- _Records for this exercise_:
================

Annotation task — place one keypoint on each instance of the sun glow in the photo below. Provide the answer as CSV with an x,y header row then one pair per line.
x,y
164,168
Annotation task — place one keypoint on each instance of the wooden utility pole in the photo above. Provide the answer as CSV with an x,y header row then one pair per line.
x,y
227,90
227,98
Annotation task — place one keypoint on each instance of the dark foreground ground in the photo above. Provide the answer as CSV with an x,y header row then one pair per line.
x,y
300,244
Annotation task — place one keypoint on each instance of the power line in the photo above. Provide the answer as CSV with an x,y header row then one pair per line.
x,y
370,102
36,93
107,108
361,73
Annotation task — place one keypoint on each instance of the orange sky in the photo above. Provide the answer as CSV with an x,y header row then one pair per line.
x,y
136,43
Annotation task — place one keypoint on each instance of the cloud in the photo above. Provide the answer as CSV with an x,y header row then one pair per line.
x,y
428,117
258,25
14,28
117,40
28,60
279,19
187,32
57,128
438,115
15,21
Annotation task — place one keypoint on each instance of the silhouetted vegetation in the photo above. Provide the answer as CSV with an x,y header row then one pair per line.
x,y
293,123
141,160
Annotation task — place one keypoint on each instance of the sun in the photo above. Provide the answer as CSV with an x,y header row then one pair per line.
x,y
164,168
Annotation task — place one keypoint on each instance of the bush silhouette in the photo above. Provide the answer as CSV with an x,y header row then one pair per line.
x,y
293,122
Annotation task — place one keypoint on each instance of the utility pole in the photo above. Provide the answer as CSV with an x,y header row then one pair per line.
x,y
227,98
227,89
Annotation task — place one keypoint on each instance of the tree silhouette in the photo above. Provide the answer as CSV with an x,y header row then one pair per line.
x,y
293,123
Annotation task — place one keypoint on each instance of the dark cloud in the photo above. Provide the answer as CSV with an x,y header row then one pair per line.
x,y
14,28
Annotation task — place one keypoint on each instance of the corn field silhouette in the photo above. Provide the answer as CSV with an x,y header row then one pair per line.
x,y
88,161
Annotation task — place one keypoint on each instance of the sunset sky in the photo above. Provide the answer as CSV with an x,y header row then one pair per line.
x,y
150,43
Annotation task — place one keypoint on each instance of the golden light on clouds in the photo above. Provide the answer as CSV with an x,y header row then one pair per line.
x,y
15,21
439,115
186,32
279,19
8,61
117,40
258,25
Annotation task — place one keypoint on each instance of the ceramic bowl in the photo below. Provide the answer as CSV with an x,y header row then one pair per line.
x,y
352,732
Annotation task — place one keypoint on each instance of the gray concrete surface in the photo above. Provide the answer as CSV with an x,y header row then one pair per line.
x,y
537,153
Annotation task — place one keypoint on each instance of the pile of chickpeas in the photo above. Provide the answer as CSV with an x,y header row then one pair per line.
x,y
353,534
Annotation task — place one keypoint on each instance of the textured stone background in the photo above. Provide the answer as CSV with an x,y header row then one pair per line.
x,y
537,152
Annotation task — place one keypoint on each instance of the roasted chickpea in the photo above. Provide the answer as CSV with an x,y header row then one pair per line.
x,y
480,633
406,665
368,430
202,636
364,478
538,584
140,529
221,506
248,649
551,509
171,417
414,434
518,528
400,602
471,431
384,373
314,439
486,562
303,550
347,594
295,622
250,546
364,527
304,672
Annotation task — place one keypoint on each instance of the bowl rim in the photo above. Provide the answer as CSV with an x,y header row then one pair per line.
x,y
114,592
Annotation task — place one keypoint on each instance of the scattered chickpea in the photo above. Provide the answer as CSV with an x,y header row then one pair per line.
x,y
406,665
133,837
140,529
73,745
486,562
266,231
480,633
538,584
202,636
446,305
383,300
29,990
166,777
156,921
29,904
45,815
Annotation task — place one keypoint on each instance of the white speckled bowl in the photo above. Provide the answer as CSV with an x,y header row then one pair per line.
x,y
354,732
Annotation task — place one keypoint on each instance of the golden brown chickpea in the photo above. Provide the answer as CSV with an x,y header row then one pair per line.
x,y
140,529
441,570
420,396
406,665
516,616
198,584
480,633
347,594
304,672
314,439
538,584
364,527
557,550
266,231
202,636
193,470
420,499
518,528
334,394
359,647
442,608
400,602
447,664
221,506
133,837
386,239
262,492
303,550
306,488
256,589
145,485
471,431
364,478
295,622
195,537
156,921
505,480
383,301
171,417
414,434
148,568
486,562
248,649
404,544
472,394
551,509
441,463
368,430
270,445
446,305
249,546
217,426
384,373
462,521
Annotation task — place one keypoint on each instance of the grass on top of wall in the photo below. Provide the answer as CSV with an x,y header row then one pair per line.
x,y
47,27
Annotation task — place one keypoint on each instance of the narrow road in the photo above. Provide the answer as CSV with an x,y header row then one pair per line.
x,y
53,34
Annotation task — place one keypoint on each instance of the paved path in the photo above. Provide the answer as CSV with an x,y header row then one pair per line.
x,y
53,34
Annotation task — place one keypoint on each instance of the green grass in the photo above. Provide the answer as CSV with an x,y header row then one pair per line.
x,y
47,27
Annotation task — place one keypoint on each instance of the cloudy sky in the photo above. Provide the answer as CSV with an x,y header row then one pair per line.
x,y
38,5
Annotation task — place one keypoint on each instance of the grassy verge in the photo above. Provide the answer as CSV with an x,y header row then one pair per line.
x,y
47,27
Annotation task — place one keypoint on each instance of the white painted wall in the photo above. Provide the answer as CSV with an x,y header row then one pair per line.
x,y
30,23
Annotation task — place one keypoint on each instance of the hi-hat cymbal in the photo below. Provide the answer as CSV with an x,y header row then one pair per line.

================

- _Exercise aim_: Reproduce the listing exactly, leaving nothing out.

- _Output of the exercise_:
Annotation task — place one keypoint on each instance of the sun glow in the photo below. Provide the answer as CSV with an x,y header row then one pair per line.
x,y
164,168
Annotation task — place one keypoint on each instance of the wooden utility pole in the photo above. Provide the answer as CSV with an x,y header row then one pair per line.
x,y
227,90
227,98
Annotation task — place one keypoint on each instance of the dark foreground ground in the photo above. Provide the answer as CSV with an x,y header row then one pair per line.
x,y
300,244
Annotation task — place one keypoint on each instance of the power line in the photo above. Provide the answer as CSV with an x,y header row then one pair per line.
x,y
370,102
36,93
107,108
361,73
Annotation task — place one keypoint on each instance of the orange sky in the photo above. Provide the answer as CSV with an x,y header row then one pair per line.
x,y
136,43
Annotation task — place one keypoint on each instance of the cloud in the photo above. Provide the answer as CSV with an x,y header row then one pair per line.
x,y
428,117
258,25
14,28
117,40
28,60
279,19
187,32
57,128
438,115
15,21
Annotation task — place one keypoint on each instance of the silhouetted vegetation in the photo above. Provide the answer as CSV with an x,y header row then one pair per line.
x,y
293,123
141,160
Annotation task — place one keypoint on each instance of the sun in the photo above. Provide the answer as CSV with an x,y header row then one pair per line.
x,y
164,168
Annotation task — place one keypoint on each instance of the bush silhouette in the photo above. Provide the answer as CSV with an x,y header row then one pair per line.
x,y
293,122
Annotation task — place one keypoint on each instance of the utility pole in the photo above. Provide the answer as CSV with an x,y header row then one pair per line.
x,y
227,98
227,89
Annotation task — place one keypoint on each instance of the tree silhouette in the photo above. Provide the answer as CSV with an x,y header row then one pair per line.
x,y
293,123
Annotation task — place one keypoint on each instance of the dark cloud in the photo above. Provide the answer as CSV with an x,y header row then one pair per line.
x,y
14,28
Annotation task — place one keypoint on each instance of the corn field silhouette in the photo above. Provide the answer as CSV with an x,y header row then one pair per line.
x,y
88,161
Annotation task — place one keypoint on each instance of the sunset sky in the photo above. Provide the answer as CSV with an x,y header row then one pair per line.
x,y
150,43
Annotation task — place one keypoint on each instance of the golden light on clouds in the photo above. Provide the answer as CSV with an x,y header row then one pair per line.
x,y
15,21
439,115
186,32
279,19
8,61
117,40
258,25
Annotation task — place one keypoint on each instance of the ceramic bowl in the photo below. Provide the answer as CSV with an x,y header row then one pair per line.
x,y
352,732
Annotation task — place one keypoint on each instance of the gray concrete surface in the photo above. Provide the answer as CSV with an x,y header row then one pair per line.
x,y
537,153
Annotation task — place one keypoint on each instance of the pile of chickpeas in the photo above. Provide the answer as CSV with an x,y header row then one pair per line.
x,y
353,534
Annotation task — place one keypoint on each instance of the textured stone background in the photo above. Provide the answer as CSV with an x,y header row then one pair per line.
x,y
537,152
Annotation task — place one keypoint on each instance of the roasted chickpea in the photo above. Provide the answer as CSV with an x,y header row then one pair per line.
x,y
480,633
406,665
368,430
202,636
364,478
538,584
140,529
221,506
248,649
551,509
171,417
414,434
518,528
400,602
471,431
384,373
314,439
486,562
303,550
347,594
295,622
250,546
364,527
304,672
Annotation task — place one keypoint on each instance of the bowl rim in the photo above. Provide the answer as CSV with an x,y header row then one pair per line.
x,y
114,592
Annotation task — place one keypoint on each instance of the scattered chickpea in the photo above. Provide the answer as CSV with an x,y header row then one pair per line.
x,y
406,665
133,837
140,529
73,745
486,562
266,231
480,633
538,584
202,636
446,305
383,300
29,990
166,777
156,921
29,904
45,815
Annotation task — place one keypoint on each instance of the white speckled bowl in the photo above. Provide the answer as CSV with an x,y header row then one pair per line.
x,y
354,732
Annotation task — place one keypoint on each instance of the golden brown chickpea in the photo above. Provide the answer as CSV with an x,y header row then one pair per line.
x,y
140,529
441,570
420,396
406,665
516,616
198,584
480,633
347,594
304,672
314,439
538,584
364,527
557,550
266,231
202,636
193,470
420,499
518,528
334,394
359,647
442,608
400,602
447,664
221,506
133,837
386,239
262,492
303,550
306,488
256,589
145,485
471,431
364,478
295,622
195,537
156,921
505,480
383,301
171,417
414,434
148,568
486,562
248,649
404,544
472,394
551,509
441,463
368,430
270,445
446,305
249,546
217,426
384,373
462,521
Annotation task — place one keypoint on each instance of the grass on top of wall in the photo below. Provide the answer as CSV with an x,y header row then one pair per line.
x,y
47,27
Annotation task — place one keypoint on each instance of the narrow road in the photo above. Provide the answer as CSV with an x,y header row then one pair per line.
x,y
53,34
Annotation task — place one keypoint on each instance of the paved path in the photo above. Provide the answer as CSV with an x,y header row then one pair per line.
x,y
53,34
Annotation task — place one keypoint on each instance of the green grass in the photo above. Provide the answer as CSV with an x,y header row then one pair per line.
x,y
47,27
Annotation task — place one keypoint on each instance of the cloudy sky in the photo above. Provide the answer as CSV with an x,y header row then one pair per line.
x,y
38,5
Annotation task — place one keypoint on each instance of the grassy verge in the photo above. Provide the answer as CSV with an x,y header row then one pair per line.
x,y
47,27
Annotation task — place one keypoint on each instance of the white painted wall in the photo above. Provide the answer as CSV with an x,y header row then one pair per line.
x,y
30,23
Annotation task — place one keypoint on each instance of the hi-hat cymbal in the photo below. Provide the answer as CSV with an x,y header row then one pair per line.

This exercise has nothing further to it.